RECORD EXTRACTS:
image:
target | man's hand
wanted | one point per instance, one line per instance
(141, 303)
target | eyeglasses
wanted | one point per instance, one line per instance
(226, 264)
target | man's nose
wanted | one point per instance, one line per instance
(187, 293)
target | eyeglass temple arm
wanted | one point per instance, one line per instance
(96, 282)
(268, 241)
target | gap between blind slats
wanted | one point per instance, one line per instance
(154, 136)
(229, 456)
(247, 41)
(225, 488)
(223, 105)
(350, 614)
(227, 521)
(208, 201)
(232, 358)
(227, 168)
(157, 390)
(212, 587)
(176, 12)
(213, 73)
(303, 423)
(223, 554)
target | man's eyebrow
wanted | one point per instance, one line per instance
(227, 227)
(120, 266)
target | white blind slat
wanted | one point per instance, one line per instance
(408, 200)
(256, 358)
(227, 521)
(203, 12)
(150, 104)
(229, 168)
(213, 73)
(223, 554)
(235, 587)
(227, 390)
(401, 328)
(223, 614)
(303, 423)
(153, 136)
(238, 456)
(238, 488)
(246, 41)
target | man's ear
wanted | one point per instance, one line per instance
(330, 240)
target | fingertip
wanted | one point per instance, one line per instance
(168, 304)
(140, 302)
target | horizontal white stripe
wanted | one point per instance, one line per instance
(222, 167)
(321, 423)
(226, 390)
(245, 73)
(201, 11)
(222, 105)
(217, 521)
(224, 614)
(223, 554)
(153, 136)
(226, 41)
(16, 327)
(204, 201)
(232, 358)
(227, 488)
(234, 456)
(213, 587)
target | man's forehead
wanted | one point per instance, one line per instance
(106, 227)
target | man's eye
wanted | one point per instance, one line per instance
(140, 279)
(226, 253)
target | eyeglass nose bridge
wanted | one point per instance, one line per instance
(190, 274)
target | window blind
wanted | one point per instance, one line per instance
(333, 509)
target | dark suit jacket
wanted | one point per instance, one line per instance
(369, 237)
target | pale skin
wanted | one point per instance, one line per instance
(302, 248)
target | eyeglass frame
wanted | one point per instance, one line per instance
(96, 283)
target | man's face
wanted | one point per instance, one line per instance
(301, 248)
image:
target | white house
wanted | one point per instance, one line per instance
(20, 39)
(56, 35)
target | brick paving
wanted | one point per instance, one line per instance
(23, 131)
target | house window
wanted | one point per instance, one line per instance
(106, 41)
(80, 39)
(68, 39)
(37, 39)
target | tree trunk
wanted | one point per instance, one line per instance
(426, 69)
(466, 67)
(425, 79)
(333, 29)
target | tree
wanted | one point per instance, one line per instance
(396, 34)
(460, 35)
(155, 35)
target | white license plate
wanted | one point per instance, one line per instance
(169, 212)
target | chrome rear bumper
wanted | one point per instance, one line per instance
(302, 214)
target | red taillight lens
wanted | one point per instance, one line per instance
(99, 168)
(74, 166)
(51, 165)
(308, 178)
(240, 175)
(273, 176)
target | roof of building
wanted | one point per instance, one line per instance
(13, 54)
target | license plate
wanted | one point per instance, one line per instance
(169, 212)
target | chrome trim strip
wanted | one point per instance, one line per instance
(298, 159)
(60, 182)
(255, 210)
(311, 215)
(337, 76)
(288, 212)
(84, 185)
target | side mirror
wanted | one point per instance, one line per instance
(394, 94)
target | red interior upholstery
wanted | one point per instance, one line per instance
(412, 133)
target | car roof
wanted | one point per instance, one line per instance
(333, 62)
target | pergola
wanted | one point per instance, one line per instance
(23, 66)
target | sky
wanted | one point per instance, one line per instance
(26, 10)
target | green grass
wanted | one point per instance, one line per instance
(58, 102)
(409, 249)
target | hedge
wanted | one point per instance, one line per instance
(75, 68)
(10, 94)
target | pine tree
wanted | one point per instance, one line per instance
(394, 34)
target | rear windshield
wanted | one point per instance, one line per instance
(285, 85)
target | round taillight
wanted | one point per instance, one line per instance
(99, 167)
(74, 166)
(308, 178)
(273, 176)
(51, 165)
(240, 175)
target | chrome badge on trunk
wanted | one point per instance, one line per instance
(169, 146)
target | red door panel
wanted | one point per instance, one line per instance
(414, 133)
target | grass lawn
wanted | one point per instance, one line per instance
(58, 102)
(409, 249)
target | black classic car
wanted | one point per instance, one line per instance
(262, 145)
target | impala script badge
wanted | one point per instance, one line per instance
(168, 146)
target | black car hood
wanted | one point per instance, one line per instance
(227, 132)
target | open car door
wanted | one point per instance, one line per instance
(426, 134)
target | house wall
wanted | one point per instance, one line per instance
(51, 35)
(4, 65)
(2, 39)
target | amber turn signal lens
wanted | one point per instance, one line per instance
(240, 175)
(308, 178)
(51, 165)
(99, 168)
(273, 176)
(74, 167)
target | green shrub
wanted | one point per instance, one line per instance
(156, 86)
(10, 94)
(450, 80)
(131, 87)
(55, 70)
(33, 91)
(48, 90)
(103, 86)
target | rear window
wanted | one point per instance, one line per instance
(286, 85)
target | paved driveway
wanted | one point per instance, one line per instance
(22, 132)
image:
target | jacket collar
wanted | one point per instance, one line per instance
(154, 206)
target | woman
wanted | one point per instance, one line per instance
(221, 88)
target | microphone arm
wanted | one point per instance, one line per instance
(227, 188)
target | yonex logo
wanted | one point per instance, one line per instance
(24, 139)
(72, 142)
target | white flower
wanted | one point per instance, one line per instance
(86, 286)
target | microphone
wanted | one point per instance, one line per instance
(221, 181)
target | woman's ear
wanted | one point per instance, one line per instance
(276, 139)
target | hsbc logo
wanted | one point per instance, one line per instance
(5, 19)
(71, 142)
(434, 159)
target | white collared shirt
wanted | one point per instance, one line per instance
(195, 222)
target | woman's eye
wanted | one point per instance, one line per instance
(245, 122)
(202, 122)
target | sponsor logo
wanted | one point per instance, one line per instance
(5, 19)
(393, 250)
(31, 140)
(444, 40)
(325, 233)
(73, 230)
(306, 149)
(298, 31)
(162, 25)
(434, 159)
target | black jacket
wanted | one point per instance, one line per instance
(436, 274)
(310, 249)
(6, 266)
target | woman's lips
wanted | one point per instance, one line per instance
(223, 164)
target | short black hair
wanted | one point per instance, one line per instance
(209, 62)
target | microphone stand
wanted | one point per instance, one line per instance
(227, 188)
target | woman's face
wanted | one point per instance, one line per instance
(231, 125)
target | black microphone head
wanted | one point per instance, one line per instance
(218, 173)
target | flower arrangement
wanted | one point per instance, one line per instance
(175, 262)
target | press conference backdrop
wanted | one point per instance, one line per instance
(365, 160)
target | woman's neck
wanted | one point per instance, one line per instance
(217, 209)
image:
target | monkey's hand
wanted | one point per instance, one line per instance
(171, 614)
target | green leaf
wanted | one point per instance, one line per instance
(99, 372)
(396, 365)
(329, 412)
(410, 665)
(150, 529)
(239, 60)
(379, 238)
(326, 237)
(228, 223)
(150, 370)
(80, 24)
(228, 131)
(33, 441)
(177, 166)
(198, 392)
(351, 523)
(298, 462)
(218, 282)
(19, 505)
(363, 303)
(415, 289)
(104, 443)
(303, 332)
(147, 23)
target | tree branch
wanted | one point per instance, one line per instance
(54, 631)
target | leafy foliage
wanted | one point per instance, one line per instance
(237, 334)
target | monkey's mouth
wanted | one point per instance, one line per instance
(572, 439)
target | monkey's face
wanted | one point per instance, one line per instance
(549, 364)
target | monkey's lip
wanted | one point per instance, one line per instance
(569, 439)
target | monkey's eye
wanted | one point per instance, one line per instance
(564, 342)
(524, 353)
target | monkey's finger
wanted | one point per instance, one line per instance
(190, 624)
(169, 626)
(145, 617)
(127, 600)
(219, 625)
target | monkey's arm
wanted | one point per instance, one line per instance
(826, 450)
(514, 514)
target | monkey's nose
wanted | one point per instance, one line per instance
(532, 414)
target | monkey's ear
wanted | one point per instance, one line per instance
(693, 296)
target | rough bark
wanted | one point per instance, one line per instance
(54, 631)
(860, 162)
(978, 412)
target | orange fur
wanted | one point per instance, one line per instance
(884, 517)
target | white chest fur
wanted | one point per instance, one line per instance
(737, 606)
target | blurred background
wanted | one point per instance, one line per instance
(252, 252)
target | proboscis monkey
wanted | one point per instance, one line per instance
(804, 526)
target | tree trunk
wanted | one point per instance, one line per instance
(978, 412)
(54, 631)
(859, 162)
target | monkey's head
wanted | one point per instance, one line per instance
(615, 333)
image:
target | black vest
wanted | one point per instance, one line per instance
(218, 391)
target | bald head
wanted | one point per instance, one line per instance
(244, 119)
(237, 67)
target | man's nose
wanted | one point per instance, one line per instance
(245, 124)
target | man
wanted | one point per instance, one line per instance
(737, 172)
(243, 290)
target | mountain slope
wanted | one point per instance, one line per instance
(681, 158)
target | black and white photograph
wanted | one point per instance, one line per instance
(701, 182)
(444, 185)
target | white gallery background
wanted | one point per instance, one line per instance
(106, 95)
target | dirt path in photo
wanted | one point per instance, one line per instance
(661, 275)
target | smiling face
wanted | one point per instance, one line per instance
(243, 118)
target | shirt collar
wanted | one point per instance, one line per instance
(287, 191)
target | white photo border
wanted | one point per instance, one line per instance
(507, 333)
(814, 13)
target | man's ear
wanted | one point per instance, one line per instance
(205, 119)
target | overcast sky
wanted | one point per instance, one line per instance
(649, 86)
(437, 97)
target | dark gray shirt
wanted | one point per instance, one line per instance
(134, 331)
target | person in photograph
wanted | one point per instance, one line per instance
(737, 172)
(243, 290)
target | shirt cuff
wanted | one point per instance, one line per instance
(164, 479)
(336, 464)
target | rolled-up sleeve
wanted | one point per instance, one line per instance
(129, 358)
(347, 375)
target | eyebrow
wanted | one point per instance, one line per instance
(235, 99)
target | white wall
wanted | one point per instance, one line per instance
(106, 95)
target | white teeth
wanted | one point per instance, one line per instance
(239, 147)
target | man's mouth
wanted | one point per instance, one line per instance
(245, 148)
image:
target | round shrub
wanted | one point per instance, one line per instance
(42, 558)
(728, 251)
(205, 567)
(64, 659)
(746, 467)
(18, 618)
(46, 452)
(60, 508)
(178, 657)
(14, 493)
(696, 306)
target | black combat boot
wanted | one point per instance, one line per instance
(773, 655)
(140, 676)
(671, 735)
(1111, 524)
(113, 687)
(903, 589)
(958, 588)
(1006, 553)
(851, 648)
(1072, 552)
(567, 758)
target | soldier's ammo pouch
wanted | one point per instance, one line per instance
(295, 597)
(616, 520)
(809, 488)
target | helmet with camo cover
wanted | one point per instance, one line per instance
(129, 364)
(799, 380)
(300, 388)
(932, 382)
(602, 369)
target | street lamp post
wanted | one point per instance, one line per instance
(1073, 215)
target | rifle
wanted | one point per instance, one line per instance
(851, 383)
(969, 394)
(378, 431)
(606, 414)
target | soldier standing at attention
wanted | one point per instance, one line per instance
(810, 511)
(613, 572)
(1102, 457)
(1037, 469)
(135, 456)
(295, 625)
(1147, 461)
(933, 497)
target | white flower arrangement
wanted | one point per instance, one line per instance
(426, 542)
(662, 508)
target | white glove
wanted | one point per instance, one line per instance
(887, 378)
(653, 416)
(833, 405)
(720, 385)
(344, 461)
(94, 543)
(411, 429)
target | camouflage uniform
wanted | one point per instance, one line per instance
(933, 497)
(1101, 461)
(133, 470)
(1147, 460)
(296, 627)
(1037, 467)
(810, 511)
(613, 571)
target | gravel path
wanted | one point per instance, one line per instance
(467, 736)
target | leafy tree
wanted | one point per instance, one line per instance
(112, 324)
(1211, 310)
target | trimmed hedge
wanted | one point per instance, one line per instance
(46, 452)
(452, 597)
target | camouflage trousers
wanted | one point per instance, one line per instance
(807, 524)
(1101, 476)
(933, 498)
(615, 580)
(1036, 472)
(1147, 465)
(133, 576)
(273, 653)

WHAT YOU NEED TO DO: Write out only what runs from the line holding "target | street lamp post" through the last line of the records, exactly as shown.

WRITTEN ANSWER:
target | street lamp post
wanted | one point per instance, one line per instance
(1073, 215)
target | rifle
wanted | one point per instance, one line per instance
(851, 383)
(969, 394)
(378, 431)
(606, 414)
target | soldier standing at attention
wanted | one point per instance, one line per instance
(810, 511)
(613, 572)
(1102, 457)
(1037, 469)
(135, 456)
(295, 625)
(1147, 461)
(933, 497)
target | white flower arrangement
wanted | one point per instance, one line per instance
(426, 542)
(662, 508)
target | white glove
wanted | one point per instance, one line per instance
(887, 378)
(653, 416)
(833, 405)
(720, 385)
(344, 461)
(94, 543)
(411, 429)
target | camouflage uniform
wanted | one point per instance, one line per instance
(933, 497)
(1101, 461)
(133, 470)
(1147, 460)
(296, 627)
(1037, 467)
(810, 511)
(613, 571)
target | gravel path
wanted | one point per instance, one line per instance
(467, 736)
target | leafy tree
wanted | one point per instance, one line per instance
(112, 324)
(1211, 310)
target | trimmed hedge
wanted | one point per instance, one line per instance
(46, 452)
(452, 597)
target | camouflage trousers
wanted | one point per instance, one line per instance
(807, 524)
(1101, 476)
(933, 498)
(615, 580)
(1036, 472)
(1147, 465)
(133, 576)
(273, 653)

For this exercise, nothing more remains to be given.